The exercise: Reproduce the following records line for line, without any change, but omit the pictures.

[Dataset records about object locations]
● ● ● ● ●

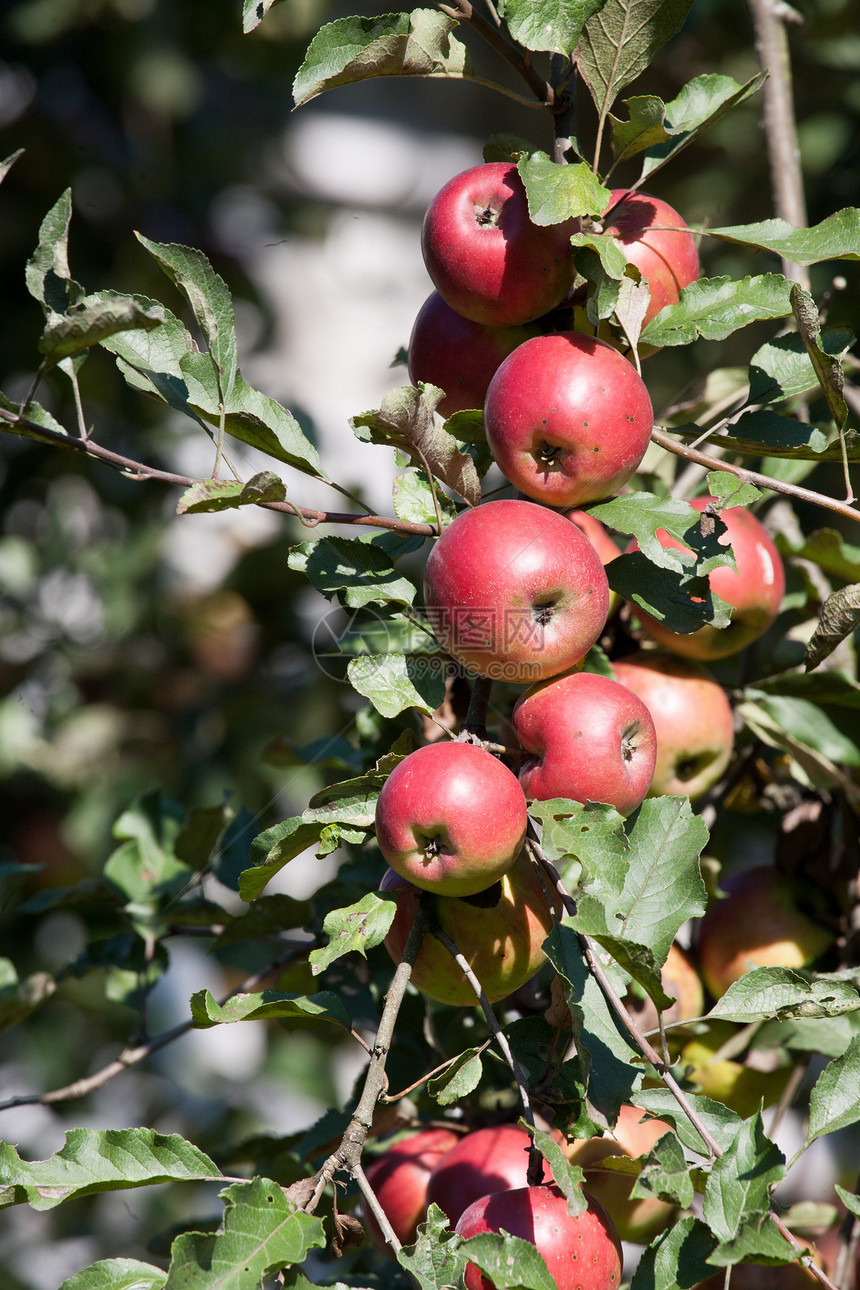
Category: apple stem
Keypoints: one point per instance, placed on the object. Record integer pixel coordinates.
(535, 1159)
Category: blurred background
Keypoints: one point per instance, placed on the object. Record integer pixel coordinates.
(142, 650)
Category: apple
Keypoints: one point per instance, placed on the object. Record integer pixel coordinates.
(500, 933)
(762, 921)
(451, 818)
(399, 1177)
(567, 418)
(693, 719)
(740, 1085)
(653, 236)
(494, 1159)
(754, 590)
(682, 982)
(582, 1251)
(586, 737)
(637, 1220)
(457, 354)
(515, 591)
(485, 256)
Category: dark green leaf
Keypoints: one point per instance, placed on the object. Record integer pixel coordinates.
(836, 238)
(392, 44)
(558, 192)
(834, 1101)
(262, 1232)
(548, 25)
(714, 307)
(266, 1006)
(97, 1161)
(359, 926)
(620, 41)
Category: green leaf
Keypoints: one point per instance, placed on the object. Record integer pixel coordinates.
(273, 849)
(740, 1180)
(558, 192)
(254, 12)
(834, 1101)
(780, 993)
(548, 25)
(665, 1174)
(457, 1080)
(396, 681)
(408, 419)
(620, 41)
(359, 926)
(210, 302)
(783, 369)
(18, 999)
(605, 1049)
(117, 1275)
(92, 320)
(682, 603)
(262, 1232)
(714, 307)
(717, 1119)
(699, 105)
(359, 573)
(47, 275)
(508, 1262)
(436, 1260)
(644, 129)
(836, 238)
(838, 619)
(230, 494)
(97, 1161)
(392, 44)
(677, 1258)
(268, 1005)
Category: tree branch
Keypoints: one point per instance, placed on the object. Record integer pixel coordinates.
(713, 463)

● ● ● ● ●

Full answer:
Category: apple stem
Keypoints: one point per instance, placed on the object. Record integer pixel coordinates.
(535, 1159)
Category: blurred background
Keypoints: one point per instance, placed on the object. Record integer pixel coordinates.
(142, 650)
Category: apple
Keypoints: one point per instance, placed on the object. Record integer pixel coordinates.
(500, 933)
(762, 921)
(451, 818)
(399, 1177)
(567, 418)
(693, 719)
(740, 1085)
(653, 236)
(494, 1159)
(754, 590)
(682, 982)
(582, 1251)
(586, 737)
(637, 1220)
(457, 354)
(515, 591)
(485, 256)
Category: dark green leaf
Keypoints: one point per instance, placed on the object. Record integer pixel coordinates.
(836, 238)
(392, 44)
(558, 192)
(834, 1101)
(262, 1232)
(548, 25)
(714, 307)
(266, 1006)
(97, 1161)
(359, 926)
(620, 41)
Category: green leaf
Keypoints: one point per instance, placed on the object. Record integer pixel coordinates.
(273, 849)
(740, 1180)
(558, 192)
(254, 12)
(834, 1101)
(780, 993)
(548, 25)
(665, 1174)
(457, 1080)
(396, 681)
(408, 419)
(620, 41)
(359, 926)
(210, 302)
(783, 369)
(18, 999)
(605, 1049)
(117, 1275)
(92, 320)
(682, 603)
(262, 1232)
(714, 307)
(717, 1119)
(699, 105)
(359, 573)
(47, 275)
(508, 1262)
(436, 1260)
(644, 129)
(836, 238)
(838, 619)
(230, 494)
(97, 1161)
(392, 44)
(677, 1258)
(268, 1005)
Category: tree branch
Keypoints: one point per instance, placed on the object. Record integer pixel coordinates.
(713, 463)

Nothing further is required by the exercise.